■ **Document text**:
- - - - - - -

An Inconvenient Truth

Mixed Signals obscure the Actual danger in the “Middle”*

COVID-19 & politics is a touchy topic, but my analysis is bi-partisan – our corridors of power are infected by opportunistic vampires. How bad is COVID? As bad as it needs to be to win an election, of course.

*I feel inspired to throw in a remake of a familiar quote, which came to my fevered brain while reading the news in March (still relevant):

“You can lead a horse to water, but you cannot make him drink;

You can lead a fool to insight, but you cannot make him think.”

In April, I posted a table to illustrate expected total deaths from COVID-19, by examining a variety of possible CFR’s (Case Fatality Rates) and providing totals for each rate based upon the % of the US population infected. It has been widely understood that, if most people who contract COVID-19 never show symptoms, then the very high CFR’s from confirmed cases represent artificially inflated snapshots. The unpublicized footnote is that politicians

The frustrating reality is that humanity’s usual method for calculating such figures has been to study the evidence once an epidemic has run its course. In March, there didn’t appear to be much optimism or expectation in this effort, reminiscent of how resigned experts looked when explaining the length of time needed to produce vaccines – as if literally nothing could be done to streamline a ‘rather’ bureaucratic process.

I doubt most people are going to refrain from all of the potential candidate vaccines until June 2021, just as I imagine the FDA will magically overcome some of their typical objections to emerging medications. I fully support their courage in graciously choosing not to stand in the way just this once – because my opinion “this isn’t really the flu” hasn’t changed over the last 3 months. It’s a shame the rest of the political class can’t decide whether it’s a decent flu or some mixture of bubonic plague+ebola+anthrax; the concept of “the middle” is anathema these days, but just as with any other variety of vampire, I imagine there comes a point at which circumstances make their fear of a vegetable easier to digest.

- - - - - - -

■ **Parts of the exercise**:
a: Which diseases or illnesses does the COVID-19 post name? List every one.
b: From the COVID-19 post, extract word for word the passage from "An Inconvenient Truth" up to and including "election, of course.".
c: Do these statements agree with the COVID-19 post? Answer yes or no for each and quote the words of the post that decide it.
(i) The April table gave totals based on the % of the US population infected.
(ii) The writer's opinion that this isn't really the flu has changed over the last 3 months.
(iii) The writer expects most people to refrain from all of the potential candidate vaccines until June 2021.

- - - - - - -

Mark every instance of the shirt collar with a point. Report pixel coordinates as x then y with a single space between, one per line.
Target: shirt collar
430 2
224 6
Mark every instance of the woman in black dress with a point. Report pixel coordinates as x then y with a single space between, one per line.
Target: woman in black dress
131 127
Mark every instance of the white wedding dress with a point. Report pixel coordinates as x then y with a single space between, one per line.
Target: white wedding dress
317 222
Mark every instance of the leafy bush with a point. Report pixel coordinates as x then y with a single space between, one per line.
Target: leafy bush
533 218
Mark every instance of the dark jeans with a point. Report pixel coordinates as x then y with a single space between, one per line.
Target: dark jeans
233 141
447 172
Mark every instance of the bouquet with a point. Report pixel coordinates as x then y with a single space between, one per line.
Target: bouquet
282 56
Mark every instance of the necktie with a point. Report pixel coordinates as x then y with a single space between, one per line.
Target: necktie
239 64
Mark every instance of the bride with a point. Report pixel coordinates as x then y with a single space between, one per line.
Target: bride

- - - - - - -

■ **Responses**:
a: COVID-19, flu, bubonic plague, ebola, anthrax

b:
An Inconvenient Truth

Mixed Signals obscure the Actual danger in the “Middle”*

COVID-19 & politics is a touchy topic, but my analysis is bi-partisan – our corridors of power are infected by opportunistic vampires. How bad is COVID? As bad as it needs to be to win an election, of course.

c:
(i) Yes: "providing totals for each rate based upon the % of the US population infected"
(ii) No: "my opinion “this isn’t really the flu” hasn’t changed over the last 3 months"
(iii) No: "I doubt most people are going to refrain from all of the potential candidate vaccines until June 2021"